• **ZADANIE PISEMNE**
Jak będzie wyglądać część rekordów od ich pierwszego wiersza do wiersza zawierającego „column 93, row 94” włącznie, jeśli zmienisz w niej „groundhog face” na „marmot face”, a całą resztę zostawisz bez zmian?

• **REKORDY DO ZADANIA**
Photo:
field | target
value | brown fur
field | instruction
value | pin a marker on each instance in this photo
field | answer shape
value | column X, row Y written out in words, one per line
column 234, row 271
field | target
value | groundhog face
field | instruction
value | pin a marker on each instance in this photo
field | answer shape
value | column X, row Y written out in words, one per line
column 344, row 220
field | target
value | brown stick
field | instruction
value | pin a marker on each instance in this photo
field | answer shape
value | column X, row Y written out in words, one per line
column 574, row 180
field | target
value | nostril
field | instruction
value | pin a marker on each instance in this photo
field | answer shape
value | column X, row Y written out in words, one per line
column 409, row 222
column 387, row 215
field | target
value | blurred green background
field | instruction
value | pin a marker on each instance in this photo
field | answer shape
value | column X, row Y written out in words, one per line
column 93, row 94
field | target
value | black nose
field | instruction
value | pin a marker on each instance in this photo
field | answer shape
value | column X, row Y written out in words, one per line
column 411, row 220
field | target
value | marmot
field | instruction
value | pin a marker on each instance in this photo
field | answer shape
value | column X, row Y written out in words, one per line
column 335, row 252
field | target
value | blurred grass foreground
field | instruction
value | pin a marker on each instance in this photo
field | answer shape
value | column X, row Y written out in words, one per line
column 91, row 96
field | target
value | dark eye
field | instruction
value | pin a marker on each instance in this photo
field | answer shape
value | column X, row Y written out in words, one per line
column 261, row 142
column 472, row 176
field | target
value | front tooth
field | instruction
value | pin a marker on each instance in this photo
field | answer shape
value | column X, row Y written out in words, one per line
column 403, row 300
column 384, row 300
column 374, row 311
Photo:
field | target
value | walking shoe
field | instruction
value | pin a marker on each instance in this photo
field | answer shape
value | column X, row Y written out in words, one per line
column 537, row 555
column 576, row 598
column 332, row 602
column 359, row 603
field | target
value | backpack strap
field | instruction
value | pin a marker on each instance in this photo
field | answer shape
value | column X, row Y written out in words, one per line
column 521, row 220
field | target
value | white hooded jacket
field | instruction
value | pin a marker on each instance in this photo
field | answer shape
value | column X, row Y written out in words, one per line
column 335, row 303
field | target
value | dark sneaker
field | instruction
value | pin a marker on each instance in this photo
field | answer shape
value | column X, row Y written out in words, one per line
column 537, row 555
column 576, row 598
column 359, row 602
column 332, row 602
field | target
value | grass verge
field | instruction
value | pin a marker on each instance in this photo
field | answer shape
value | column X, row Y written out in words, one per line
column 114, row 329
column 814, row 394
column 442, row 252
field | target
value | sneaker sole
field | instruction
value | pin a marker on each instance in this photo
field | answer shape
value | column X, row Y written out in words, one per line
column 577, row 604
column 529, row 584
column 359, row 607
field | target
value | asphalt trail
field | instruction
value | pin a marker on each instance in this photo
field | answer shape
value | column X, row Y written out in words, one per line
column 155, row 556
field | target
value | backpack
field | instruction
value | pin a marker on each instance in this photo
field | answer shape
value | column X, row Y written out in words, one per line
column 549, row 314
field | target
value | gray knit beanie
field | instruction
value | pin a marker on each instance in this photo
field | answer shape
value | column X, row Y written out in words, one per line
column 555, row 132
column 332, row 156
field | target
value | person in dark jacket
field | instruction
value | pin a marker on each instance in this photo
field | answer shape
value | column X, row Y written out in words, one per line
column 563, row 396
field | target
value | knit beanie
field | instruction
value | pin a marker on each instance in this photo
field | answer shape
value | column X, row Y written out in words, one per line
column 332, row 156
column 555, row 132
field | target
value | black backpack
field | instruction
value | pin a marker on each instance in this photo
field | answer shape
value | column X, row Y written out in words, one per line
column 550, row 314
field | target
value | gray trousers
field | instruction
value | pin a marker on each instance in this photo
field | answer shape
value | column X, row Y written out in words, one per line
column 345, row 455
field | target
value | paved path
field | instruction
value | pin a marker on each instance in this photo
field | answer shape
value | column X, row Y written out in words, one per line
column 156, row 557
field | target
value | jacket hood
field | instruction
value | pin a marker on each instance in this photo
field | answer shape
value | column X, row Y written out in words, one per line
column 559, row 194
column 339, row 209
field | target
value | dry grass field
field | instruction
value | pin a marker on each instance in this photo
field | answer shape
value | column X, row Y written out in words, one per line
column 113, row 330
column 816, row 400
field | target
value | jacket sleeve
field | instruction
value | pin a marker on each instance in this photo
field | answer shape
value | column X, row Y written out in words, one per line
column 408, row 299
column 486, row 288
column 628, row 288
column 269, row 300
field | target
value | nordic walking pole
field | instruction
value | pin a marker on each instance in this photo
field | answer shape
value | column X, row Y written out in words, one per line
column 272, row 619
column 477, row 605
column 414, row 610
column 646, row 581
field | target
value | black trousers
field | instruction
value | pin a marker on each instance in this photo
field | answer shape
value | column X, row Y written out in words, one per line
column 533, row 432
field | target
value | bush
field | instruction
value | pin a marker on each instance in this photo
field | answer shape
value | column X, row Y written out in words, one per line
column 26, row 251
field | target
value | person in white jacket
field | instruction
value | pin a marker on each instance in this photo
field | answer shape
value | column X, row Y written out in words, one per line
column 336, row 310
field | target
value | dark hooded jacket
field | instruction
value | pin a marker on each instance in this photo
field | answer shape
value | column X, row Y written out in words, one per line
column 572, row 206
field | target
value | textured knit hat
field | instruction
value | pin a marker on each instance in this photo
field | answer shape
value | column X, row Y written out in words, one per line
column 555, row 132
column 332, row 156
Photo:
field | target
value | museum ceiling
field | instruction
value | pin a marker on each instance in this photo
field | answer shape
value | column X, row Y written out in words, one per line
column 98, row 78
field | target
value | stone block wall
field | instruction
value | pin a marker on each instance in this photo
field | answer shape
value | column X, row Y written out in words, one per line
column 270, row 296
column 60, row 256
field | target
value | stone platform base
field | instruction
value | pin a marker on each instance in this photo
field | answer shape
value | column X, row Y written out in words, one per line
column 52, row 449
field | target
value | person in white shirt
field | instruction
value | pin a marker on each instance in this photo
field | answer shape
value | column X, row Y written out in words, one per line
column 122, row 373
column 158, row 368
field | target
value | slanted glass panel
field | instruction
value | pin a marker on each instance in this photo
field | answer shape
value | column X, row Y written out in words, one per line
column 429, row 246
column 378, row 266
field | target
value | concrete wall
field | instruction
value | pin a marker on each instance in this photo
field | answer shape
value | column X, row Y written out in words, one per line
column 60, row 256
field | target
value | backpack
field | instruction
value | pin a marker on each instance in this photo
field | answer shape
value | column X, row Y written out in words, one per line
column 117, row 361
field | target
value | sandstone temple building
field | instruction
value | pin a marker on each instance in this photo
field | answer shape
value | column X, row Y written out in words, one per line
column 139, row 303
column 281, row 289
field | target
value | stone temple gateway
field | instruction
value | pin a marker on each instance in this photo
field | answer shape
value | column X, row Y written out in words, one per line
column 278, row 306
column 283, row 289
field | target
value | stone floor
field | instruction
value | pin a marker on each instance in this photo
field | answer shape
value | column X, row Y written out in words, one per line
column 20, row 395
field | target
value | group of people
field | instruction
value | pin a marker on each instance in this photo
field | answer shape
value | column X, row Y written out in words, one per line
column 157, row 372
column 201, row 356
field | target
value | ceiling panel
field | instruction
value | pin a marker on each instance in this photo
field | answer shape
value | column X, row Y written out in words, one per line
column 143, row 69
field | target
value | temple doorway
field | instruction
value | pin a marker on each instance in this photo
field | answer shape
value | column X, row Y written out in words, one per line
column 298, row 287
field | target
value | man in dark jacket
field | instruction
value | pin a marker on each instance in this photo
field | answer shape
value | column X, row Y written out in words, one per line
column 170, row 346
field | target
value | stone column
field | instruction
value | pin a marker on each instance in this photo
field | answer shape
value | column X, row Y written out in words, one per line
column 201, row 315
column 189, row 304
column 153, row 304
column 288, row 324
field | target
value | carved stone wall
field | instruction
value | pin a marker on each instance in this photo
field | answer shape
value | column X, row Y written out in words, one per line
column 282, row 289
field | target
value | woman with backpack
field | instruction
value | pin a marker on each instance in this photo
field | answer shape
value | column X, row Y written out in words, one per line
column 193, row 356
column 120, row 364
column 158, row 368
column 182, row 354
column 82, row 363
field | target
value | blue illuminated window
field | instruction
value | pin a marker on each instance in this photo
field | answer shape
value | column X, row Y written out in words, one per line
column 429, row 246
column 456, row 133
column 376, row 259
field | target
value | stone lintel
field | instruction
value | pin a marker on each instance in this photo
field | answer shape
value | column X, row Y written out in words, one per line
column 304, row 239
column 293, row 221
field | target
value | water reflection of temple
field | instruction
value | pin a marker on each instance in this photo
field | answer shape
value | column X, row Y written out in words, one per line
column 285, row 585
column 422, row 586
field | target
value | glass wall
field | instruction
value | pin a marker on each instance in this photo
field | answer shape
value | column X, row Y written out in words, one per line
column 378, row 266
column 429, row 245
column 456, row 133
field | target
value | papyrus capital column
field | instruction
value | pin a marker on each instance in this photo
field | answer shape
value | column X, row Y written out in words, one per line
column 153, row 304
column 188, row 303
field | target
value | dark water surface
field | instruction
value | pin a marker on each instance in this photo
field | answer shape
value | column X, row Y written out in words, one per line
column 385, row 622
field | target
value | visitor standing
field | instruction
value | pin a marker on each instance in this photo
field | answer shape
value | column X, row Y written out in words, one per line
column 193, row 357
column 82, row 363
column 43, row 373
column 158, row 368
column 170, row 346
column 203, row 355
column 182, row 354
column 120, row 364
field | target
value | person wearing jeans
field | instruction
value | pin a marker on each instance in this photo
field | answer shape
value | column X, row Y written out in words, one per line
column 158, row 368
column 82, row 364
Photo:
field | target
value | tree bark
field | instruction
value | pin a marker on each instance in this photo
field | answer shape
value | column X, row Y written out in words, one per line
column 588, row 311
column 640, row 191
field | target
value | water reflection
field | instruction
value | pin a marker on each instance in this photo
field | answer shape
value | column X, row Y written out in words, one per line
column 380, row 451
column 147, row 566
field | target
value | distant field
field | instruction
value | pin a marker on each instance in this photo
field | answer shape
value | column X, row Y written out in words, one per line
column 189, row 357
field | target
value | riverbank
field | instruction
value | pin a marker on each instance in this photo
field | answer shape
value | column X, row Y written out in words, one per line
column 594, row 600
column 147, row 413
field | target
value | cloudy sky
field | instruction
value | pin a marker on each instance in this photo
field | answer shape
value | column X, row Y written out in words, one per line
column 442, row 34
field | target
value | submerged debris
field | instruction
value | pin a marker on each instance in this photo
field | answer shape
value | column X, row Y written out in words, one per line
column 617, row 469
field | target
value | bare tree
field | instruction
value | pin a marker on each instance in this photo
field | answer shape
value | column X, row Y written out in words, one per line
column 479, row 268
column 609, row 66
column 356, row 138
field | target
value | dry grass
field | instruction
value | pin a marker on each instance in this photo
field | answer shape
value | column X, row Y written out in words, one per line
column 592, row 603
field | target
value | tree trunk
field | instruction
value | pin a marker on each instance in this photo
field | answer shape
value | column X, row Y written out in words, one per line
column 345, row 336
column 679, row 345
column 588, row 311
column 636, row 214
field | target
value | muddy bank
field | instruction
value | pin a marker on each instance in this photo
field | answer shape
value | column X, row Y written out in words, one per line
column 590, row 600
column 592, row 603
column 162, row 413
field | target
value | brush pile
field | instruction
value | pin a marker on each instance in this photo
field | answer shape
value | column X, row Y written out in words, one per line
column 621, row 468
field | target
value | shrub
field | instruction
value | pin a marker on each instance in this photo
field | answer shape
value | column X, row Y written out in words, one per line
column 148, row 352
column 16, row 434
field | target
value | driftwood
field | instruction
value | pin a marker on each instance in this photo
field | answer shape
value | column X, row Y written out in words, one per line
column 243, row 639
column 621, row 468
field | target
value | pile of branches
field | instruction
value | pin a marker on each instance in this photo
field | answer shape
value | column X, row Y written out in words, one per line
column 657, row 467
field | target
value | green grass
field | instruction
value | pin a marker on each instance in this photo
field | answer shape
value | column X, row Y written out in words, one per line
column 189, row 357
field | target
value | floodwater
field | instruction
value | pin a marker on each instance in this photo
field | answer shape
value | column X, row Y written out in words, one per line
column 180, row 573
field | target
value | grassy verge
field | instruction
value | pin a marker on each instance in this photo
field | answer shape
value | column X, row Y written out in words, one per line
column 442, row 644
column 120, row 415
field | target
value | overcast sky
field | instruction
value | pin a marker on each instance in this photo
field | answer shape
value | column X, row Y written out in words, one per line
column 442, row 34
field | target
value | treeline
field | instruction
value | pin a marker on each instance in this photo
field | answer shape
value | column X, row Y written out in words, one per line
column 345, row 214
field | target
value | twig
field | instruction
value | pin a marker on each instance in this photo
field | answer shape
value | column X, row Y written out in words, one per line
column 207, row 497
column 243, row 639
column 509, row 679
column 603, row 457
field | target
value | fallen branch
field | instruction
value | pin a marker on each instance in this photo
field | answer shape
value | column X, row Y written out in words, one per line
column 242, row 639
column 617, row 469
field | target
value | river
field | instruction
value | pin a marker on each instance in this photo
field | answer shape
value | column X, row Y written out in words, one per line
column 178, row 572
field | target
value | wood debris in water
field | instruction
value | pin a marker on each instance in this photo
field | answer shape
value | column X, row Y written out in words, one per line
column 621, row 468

• **ODPOWIEDŹ DO ĆWICZENIA**
Photo:
field | target
value | brown fur
field | instruction
value | pin a marker on each instance in this photo
field | answer shape
value | column X, row Y written out in words, one per line
column 234, row 271
field | target
value | marmot face
field | instruction
value | pin a marker on each instance in this photo
field | answer shape
value | column X, row Y written out in words, one per line
column 344, row 220
field | target
value | brown stick
field | instruction
value | pin a marker on each instance in this photo
field | answer shape
value | column X, row Y written out in words, one per line
column 574, row 180
field | target
value | nostril
field | instruction
value | pin a marker on each instance in this photo
field | answer shape
value | column X, row Y written out in words, one per line
column 409, row 222
column 387, row 215
field | target
value | blurred green background
field | instruction
value | pin a marker on each instance in this photo
field | answer shape
value | column X, row Y written out in words, one per line
column 93, row 94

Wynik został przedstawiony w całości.